### Text under study

About

Yula Kim (b. 1996) is a South Korea-born painter based in London. Through vivid colour, spatial tension, and recurring symbolic forms, her work explores memory, migration, ecological fragility, and the conservation of biodiversity within contemporary society.
Yula’s paintings emerge from a search for certainty - one shaped by movement, memory, and a desire to exist beyond imposed definitions. Having lived across Asia, Polynesia, Africa, and Europe within a religiously conservative framework, her work reflects an ongoing negotiation between external expectations and an inner sense of self.
Nature becomes both a point of grounding and a space of transformation where birds appear as recurring alter egos, embodying a quiet longing for freedom, movement, and expansion. Their presence is not symbolic in a fixed sense, but felt - an extension of the artist’s own shifting relationship to place, identity, and perception.

### Required work
A - Rewrite the About text from "Yula Kim (b." to "within contemporary society.", changing "painter" to "visual artist".
B - According to the About text, what background leads Yula Kim's work to reflect an ongoing negotiation between external expectations and an inner sense of self?

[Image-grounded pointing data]
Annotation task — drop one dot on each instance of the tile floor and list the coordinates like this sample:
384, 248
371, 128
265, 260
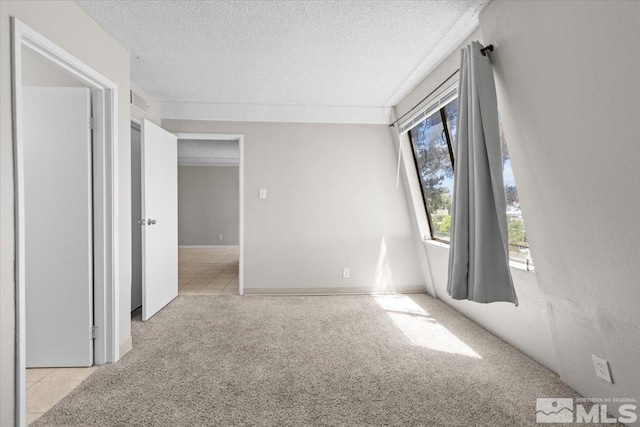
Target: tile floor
47, 386
208, 271
201, 271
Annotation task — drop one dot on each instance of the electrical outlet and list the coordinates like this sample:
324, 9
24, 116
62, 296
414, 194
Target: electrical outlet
602, 368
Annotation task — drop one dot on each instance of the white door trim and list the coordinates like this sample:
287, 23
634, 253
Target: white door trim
106, 271
228, 137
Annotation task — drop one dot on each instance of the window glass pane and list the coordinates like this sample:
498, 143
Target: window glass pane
451, 112
435, 171
518, 244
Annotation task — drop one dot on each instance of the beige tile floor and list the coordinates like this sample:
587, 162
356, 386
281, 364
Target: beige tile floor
201, 271
208, 271
47, 386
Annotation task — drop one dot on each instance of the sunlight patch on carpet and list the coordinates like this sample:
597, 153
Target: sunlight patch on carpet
420, 328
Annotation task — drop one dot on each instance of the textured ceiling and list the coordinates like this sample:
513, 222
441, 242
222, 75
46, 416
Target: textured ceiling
301, 61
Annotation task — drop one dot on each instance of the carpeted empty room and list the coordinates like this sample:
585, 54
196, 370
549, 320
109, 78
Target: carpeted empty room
311, 360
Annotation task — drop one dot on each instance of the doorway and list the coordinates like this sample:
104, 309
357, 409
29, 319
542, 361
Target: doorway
219, 265
65, 197
208, 216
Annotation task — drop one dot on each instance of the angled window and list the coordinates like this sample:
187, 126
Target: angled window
432, 146
432, 133
518, 243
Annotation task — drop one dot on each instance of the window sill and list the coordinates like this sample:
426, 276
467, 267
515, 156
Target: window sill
512, 264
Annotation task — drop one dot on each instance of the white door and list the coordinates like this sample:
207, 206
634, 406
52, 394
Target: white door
58, 226
160, 215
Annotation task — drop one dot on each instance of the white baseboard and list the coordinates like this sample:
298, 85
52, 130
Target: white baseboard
206, 246
351, 290
126, 346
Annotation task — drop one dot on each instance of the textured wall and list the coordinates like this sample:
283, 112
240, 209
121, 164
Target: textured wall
66, 24
503, 319
568, 87
331, 203
208, 205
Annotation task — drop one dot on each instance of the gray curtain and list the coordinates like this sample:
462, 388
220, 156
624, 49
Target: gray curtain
479, 255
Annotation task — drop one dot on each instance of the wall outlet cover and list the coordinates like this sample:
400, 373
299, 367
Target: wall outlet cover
602, 368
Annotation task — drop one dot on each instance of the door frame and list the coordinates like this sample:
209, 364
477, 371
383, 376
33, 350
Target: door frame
240, 139
105, 199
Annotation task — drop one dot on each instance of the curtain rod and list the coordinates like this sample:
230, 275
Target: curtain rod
484, 53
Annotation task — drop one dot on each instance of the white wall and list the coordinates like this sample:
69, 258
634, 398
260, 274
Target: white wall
199, 152
568, 86
525, 327
150, 113
39, 71
331, 203
66, 24
208, 205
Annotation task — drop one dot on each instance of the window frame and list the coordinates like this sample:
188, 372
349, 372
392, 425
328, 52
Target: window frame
435, 107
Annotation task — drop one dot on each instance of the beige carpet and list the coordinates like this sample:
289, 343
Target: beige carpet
297, 361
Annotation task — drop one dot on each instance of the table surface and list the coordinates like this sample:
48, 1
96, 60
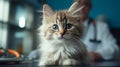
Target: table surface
33, 63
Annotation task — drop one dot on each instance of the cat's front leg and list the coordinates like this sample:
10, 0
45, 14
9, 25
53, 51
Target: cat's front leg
70, 62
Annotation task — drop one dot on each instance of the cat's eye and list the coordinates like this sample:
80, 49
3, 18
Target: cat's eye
68, 26
55, 27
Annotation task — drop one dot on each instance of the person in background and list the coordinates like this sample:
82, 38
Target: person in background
100, 43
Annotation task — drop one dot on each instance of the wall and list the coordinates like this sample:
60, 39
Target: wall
109, 8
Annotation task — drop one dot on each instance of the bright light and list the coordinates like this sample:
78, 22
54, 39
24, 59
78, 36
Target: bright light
22, 22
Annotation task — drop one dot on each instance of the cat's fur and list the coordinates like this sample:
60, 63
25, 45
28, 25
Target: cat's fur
62, 46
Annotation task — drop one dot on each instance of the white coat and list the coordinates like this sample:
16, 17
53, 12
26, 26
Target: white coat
108, 47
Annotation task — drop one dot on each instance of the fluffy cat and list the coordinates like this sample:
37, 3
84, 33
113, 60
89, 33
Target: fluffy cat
60, 35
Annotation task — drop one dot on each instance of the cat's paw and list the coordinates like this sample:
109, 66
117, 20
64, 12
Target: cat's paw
70, 62
46, 62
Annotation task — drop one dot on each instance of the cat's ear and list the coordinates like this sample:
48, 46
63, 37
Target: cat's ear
75, 8
47, 11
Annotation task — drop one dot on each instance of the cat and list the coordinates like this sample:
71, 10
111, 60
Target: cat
60, 35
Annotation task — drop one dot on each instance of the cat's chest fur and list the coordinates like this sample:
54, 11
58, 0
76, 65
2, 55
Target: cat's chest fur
59, 49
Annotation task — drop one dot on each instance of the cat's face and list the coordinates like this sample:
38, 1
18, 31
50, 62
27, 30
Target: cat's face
61, 25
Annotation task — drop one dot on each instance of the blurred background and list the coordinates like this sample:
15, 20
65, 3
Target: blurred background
19, 20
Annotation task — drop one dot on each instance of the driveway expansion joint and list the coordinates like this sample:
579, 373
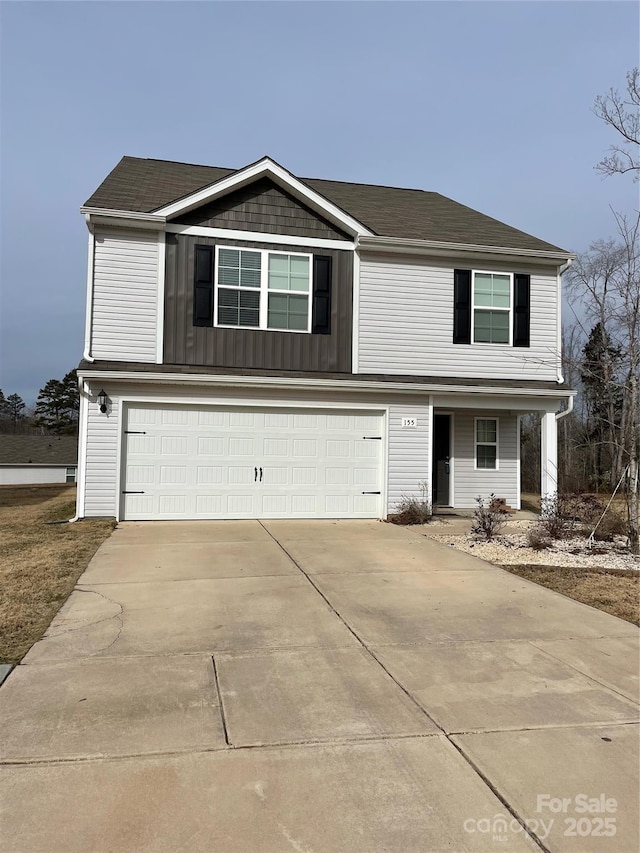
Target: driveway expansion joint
511, 809
223, 716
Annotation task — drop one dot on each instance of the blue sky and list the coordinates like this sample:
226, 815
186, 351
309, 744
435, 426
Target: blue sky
488, 103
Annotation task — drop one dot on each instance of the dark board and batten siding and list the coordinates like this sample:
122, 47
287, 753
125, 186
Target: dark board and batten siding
185, 343
264, 207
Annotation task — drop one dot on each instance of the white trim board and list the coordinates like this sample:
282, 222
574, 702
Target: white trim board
162, 250
330, 384
259, 237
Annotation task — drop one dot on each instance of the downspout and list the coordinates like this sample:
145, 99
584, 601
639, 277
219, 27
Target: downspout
567, 411
89, 315
561, 271
83, 388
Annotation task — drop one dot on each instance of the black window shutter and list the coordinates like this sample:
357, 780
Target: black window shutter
462, 306
521, 310
321, 309
203, 286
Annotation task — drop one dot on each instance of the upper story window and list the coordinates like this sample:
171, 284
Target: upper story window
487, 443
491, 307
261, 289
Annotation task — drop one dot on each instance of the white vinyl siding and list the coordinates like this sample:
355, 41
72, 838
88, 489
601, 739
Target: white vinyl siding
101, 456
469, 481
406, 324
125, 295
409, 452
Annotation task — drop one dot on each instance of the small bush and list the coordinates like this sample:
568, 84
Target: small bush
537, 538
565, 515
489, 517
413, 510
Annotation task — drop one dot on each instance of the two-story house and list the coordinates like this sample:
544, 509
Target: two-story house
260, 345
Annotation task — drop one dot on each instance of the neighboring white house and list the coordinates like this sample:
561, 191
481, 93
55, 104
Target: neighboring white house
260, 345
32, 459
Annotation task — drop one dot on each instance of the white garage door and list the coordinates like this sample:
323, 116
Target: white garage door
201, 462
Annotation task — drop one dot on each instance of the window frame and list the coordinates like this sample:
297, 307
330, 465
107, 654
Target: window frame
477, 443
263, 290
475, 308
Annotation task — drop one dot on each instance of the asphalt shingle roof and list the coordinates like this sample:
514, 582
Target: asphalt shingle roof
38, 449
143, 186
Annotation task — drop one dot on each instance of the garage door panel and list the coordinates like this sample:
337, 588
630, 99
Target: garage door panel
198, 462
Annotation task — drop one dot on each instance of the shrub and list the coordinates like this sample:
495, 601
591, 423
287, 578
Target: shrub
537, 538
564, 515
413, 510
489, 517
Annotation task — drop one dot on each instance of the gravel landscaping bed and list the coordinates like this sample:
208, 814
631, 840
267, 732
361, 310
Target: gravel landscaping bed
512, 549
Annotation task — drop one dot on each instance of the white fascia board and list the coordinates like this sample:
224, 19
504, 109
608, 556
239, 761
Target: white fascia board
280, 176
162, 251
98, 216
403, 245
259, 236
303, 383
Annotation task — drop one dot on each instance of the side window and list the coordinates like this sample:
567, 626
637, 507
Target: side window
238, 291
486, 443
491, 308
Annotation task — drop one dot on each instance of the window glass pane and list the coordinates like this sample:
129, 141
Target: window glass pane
250, 260
492, 290
238, 308
486, 456
229, 258
491, 327
238, 269
482, 326
227, 275
288, 312
500, 327
487, 430
288, 272
250, 278
278, 303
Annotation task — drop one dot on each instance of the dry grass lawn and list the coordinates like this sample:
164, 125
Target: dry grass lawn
39, 562
616, 592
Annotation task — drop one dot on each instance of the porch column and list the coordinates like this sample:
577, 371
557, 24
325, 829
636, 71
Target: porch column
548, 454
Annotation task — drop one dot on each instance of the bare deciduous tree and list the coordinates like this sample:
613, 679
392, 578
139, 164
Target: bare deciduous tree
605, 282
622, 113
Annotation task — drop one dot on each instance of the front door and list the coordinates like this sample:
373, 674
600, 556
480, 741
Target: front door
441, 463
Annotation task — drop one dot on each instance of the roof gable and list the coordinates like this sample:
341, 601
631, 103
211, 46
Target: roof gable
262, 206
147, 186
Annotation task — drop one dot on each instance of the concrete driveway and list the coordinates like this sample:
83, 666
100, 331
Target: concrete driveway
317, 686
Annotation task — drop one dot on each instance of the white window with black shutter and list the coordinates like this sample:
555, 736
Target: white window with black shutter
262, 289
491, 308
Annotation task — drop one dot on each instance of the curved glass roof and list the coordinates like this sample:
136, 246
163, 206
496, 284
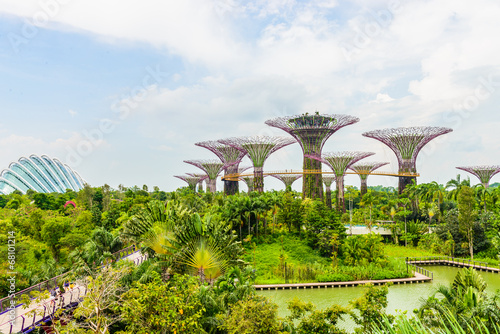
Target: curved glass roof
41, 174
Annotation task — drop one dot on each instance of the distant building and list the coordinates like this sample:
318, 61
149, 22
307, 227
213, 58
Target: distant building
41, 174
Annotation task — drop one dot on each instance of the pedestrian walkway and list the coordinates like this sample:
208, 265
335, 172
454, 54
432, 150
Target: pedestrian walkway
22, 320
418, 278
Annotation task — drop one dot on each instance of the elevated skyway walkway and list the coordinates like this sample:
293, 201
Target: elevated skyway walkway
240, 176
25, 320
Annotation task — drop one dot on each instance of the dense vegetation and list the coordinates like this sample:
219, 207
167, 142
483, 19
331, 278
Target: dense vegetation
207, 250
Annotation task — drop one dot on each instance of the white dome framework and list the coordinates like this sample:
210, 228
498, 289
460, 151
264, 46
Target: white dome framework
41, 174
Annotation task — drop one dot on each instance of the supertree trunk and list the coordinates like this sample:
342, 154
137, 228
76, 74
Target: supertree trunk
340, 193
231, 187
328, 197
312, 184
258, 179
364, 187
311, 131
406, 166
405, 181
211, 185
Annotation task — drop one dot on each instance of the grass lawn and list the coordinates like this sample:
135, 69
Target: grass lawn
265, 258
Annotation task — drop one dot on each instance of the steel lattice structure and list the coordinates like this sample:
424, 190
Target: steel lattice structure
202, 177
258, 148
212, 168
406, 143
249, 181
328, 180
339, 162
288, 179
312, 131
364, 169
230, 156
483, 173
192, 181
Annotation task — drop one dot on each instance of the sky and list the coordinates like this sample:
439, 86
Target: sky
121, 90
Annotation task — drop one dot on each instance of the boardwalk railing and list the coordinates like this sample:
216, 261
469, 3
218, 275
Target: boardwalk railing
27, 322
54, 282
420, 270
448, 260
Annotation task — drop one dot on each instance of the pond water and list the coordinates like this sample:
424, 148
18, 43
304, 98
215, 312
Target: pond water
401, 297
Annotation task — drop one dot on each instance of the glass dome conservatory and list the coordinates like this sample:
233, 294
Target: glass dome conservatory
41, 174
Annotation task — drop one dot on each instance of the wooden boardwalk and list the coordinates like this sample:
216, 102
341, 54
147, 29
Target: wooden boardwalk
27, 319
482, 266
418, 278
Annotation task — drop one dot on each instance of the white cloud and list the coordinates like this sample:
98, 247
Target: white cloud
420, 63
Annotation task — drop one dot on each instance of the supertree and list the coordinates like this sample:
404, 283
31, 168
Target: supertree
483, 173
328, 180
312, 131
231, 157
364, 169
202, 177
192, 181
287, 179
406, 142
339, 162
258, 148
248, 179
212, 168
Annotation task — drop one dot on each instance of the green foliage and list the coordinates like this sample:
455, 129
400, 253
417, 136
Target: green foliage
323, 322
371, 308
253, 315
467, 216
53, 231
363, 249
155, 307
460, 302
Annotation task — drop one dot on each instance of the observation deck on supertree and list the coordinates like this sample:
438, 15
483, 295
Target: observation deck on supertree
364, 169
212, 168
258, 148
288, 179
202, 177
483, 173
406, 143
231, 157
248, 179
328, 180
339, 162
192, 181
312, 131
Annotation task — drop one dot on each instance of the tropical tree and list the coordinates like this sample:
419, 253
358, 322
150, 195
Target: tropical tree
465, 299
467, 216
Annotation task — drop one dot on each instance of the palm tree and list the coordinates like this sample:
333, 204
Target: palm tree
464, 299
482, 193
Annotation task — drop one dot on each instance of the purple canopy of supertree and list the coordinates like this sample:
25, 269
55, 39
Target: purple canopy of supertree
258, 148
249, 181
483, 173
202, 177
406, 143
312, 131
192, 181
364, 169
212, 168
339, 162
231, 157
287, 179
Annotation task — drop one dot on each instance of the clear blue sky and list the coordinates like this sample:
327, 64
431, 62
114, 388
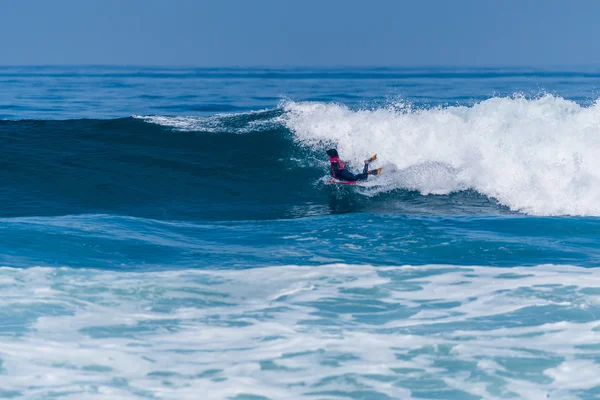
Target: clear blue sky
300, 32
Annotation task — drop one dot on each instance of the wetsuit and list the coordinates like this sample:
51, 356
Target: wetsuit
339, 171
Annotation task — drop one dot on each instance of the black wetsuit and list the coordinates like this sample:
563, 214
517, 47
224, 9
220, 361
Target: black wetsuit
345, 175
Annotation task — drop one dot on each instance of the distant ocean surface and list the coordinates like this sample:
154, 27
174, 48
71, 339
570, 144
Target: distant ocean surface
168, 233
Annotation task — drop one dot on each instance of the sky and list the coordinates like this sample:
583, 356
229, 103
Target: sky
209, 33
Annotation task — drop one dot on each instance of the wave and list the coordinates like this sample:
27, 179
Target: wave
341, 331
536, 156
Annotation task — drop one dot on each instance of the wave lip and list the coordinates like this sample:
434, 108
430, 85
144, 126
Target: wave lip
297, 331
537, 156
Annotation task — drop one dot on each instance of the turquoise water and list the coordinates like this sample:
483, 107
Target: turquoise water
168, 233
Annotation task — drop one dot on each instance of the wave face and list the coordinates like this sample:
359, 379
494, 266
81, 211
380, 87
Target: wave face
535, 156
335, 331
194, 247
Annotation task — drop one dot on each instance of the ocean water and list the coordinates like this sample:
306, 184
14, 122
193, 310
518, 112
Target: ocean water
168, 233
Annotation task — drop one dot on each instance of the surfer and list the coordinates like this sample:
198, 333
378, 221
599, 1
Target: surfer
339, 170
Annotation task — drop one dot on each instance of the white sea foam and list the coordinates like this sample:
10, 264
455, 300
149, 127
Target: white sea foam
335, 331
537, 156
218, 123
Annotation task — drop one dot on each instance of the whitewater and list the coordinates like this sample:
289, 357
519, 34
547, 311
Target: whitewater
168, 233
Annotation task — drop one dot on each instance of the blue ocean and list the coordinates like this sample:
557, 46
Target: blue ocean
169, 233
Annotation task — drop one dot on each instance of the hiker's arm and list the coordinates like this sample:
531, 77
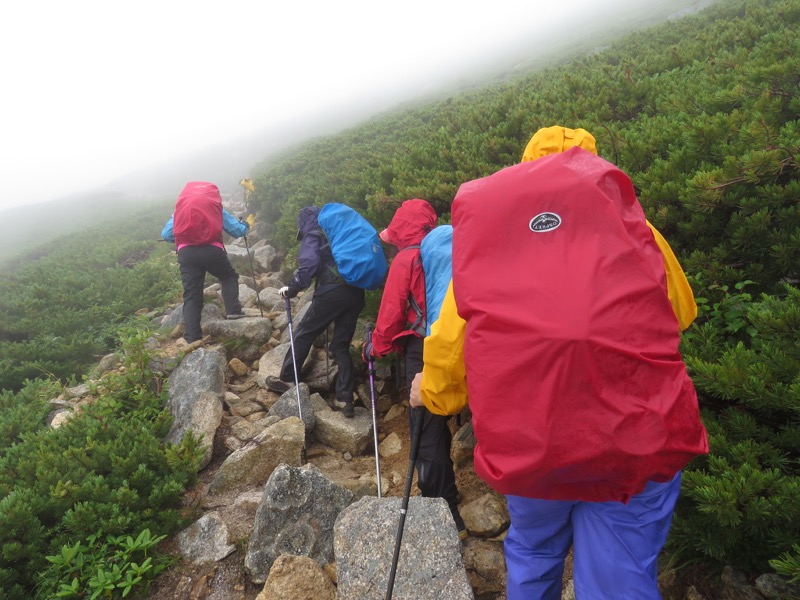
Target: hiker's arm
443, 388
232, 225
167, 233
308, 259
678, 288
393, 312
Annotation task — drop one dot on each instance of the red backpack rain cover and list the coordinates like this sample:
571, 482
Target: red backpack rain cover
198, 215
575, 382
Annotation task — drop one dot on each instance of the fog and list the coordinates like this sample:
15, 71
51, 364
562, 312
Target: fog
95, 91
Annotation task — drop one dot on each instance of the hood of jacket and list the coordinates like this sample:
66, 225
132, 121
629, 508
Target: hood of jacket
410, 223
307, 221
555, 139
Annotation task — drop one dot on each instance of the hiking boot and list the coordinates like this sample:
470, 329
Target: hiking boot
459, 521
346, 407
278, 385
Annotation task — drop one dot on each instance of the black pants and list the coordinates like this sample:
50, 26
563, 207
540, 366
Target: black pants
195, 262
340, 305
435, 475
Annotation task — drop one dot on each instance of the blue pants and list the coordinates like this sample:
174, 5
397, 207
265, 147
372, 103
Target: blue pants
615, 545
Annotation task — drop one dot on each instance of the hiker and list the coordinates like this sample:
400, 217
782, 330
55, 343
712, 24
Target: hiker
401, 327
583, 413
334, 301
196, 227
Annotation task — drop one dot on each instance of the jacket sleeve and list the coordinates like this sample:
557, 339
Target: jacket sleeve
308, 260
678, 288
444, 376
233, 226
393, 312
167, 233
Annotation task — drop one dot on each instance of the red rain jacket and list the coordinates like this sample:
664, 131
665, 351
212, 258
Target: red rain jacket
405, 281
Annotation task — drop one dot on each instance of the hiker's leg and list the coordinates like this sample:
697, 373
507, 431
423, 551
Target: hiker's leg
435, 475
220, 267
311, 325
536, 547
193, 275
617, 545
351, 301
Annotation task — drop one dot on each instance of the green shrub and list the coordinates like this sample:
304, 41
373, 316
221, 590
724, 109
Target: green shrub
103, 474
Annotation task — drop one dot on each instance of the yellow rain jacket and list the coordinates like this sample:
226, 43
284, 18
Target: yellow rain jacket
444, 377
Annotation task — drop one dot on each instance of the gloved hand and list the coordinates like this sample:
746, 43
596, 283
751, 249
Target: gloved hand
367, 352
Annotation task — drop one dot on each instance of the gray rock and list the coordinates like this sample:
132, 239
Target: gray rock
287, 406
205, 541
196, 389
430, 565
296, 577
296, 516
345, 435
253, 464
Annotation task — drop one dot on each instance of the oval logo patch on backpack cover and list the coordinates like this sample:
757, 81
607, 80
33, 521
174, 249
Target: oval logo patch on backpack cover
544, 222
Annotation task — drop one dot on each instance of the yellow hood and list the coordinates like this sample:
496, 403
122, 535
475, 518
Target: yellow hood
551, 140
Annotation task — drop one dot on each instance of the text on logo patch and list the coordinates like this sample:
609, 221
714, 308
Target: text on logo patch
544, 222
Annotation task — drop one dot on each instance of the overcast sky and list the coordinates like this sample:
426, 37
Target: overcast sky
96, 89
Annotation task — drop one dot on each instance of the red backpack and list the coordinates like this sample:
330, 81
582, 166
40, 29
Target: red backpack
575, 382
198, 215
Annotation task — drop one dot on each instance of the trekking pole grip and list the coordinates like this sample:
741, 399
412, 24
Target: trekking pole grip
288, 308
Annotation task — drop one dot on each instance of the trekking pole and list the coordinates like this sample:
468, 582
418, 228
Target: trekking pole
327, 360
253, 273
294, 364
417, 417
374, 412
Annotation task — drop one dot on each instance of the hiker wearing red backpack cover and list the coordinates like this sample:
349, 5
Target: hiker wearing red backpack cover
196, 227
400, 327
565, 335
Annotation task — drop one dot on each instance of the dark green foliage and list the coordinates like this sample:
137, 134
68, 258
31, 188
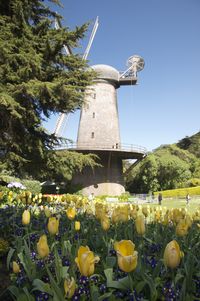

### Responses by task
A -
Yula Kim (b. 1996) is a South Korea-born visual artist based in London. Through vivid colour, spatial tension, and recurring symbolic forms, her work explores memory, migration, ecological fragility, and the conservation of biodiversity within contemporary society.

B - She has lived across Asia, Polynesia, Africa, and Europe within a religiously conservative framework. The text presents this experience as the source of that negotiation in her work.